* Text shown
# # # # #
O
N THE
B
ANKS OF THE
K
ASAI
One of the great tributaries of the River Congo is the Kasai.
Rising in Angola, it heads north and merges with the Congo
northeast of Kinshasa, the capital of the modern
Democratic Republic of Congo. Though the Democratic
Republic of Congo is poor compared with the rest of the
world, there have always been significant differences in the
prosperity of various groups within Congo. The Kasai is the
boundary between two of these. Soon after passing into
Congo along the western bank, you’ll find the Lele people;
on the eastern bank are the Bushong (Map 6,
this page
).
On the face of it there ought to be few differences between
these two groups with regard to their prosperity. They are
separated only by a river, which either can cross by boat.
The two different tribes have a common origin and related
languages. In addition, many of the things they build are
similar in style, including their houses, clothes, and crafts.
Yet when the anthropologist Mary Douglas and the
historian Jan Vansina studied these groups in the 1950s,
they discovered some startling differences between them.
As Douglas put it: “The Lele are poor, while the Bushong
are rich … Everything that the Lele have or can do, the
Bushong have more and can do better.” Simple
explanations for this inequality are easy to come by. One
difference, reminiscent of that between places in Peru that
were or were not subject to the Potosí
mita
, is that the Lele
produced for subsistence while the Bushong produced for
exchange in the market. Douglas and Vansina also noted
that the Lele used inferior technology. For instance, they did
not use nets for hunting, even though these greatly improve
productivity. Douglas argued, “[T]he absence of nets is
consistent with a general Lele tendency not to invest time
and labor in long-term equipment.”
# # # # #
* Data segment
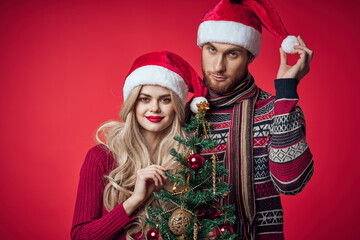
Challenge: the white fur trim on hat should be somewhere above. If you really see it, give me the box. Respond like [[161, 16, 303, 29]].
[[123, 65, 188, 105], [190, 97, 208, 113], [197, 21, 261, 57], [281, 35, 300, 53]]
# # # # #
* Task statement
Write what comes next in the text on the Lele and the Bushong along the Kasai River, starting after its final sentence.

* Task response
There were also important distinctions in agricultural
technologies and organization. The Bushong practiced a
sophisticated form of mixed farming where five crops were
planted in succession in a two-year system of rotation. They
grew yams, sweet potatoes, manioc (cassava), and beans
and gathered two and sometimes three maize harvests a
year. The Lele had no such system and managed to reap
only one annual harvest of maize.
There were also striking differences in law and order.
The Lele were dispersed into fortified villages, which were
constantly in conflict. Anyone traveling between two or even
venturing into the forest to collect food was liable to be
attacked or kidnapped. In the Bushong country, this rarely, if
ever, happened.
What lay behind these differences in the patterns of
production, agricultural technology, and prevalence of
order? Obviously it was not geography that induced the
Lele to use inferior hunting and agricultural technology. It
was certainly not ignorance, because they knew about the
tools used by the Bushong. An alternative explanation might
be culture; could it be that the Lele had a culture that did not
encourage them to invest in hunting nets and sturdier and
better-built houses? But this does not seem to have been
true, either. As with the people of Kongo, the Lele were very
interested in purchasing guns, and Douglas even remarked
that “their eager purchase of firearms … shows their culture
does not restrict them to inferior techniques when these do
not require long-term collaboration and effort.” So neither a
cultural aversion to technology nor ignorance nor
geography does a good job of explaining the greater
prosperity of the Bushong relative to the Lele.
The reason for differences between these two peoples
lies in the different political institutions that emerged in the
lands of the Bushong and the Lele. We noted earlier that
the Lele lived in fortified villages that were not part of a
unified political structure. It was different on the other side
of the Kasai. Around 1620 a political revolution took place
led by a man called Shyaam, who forged the Kuba
Kingdom, which we saw on
Map 6
, with the Bushong at its
heart and with himself as king. Prior to this period, there
were probably few differences between the Bushong and
the Lele; the differences emerged as a consequence of the
way Shyaam reorganized society to the east of the river. He
built a state and a pyramid of political institutions. These
were not just significantly more centralized than what came
before but also involved highly elaborate structures.
Shyaam and his successors created a bureaucracy to
raise taxes and a legal system and police force to
administer the law. Leaders were checked by councils,
which they had to consult with before making decisions.
There was even trial by jury, an apparently unique event in
sub-Saharan Africa prior to European colonialism.
Nevertheless,
the
centralized
state
that
Shyaam
constructed was a tool of extraction and highly absolutist.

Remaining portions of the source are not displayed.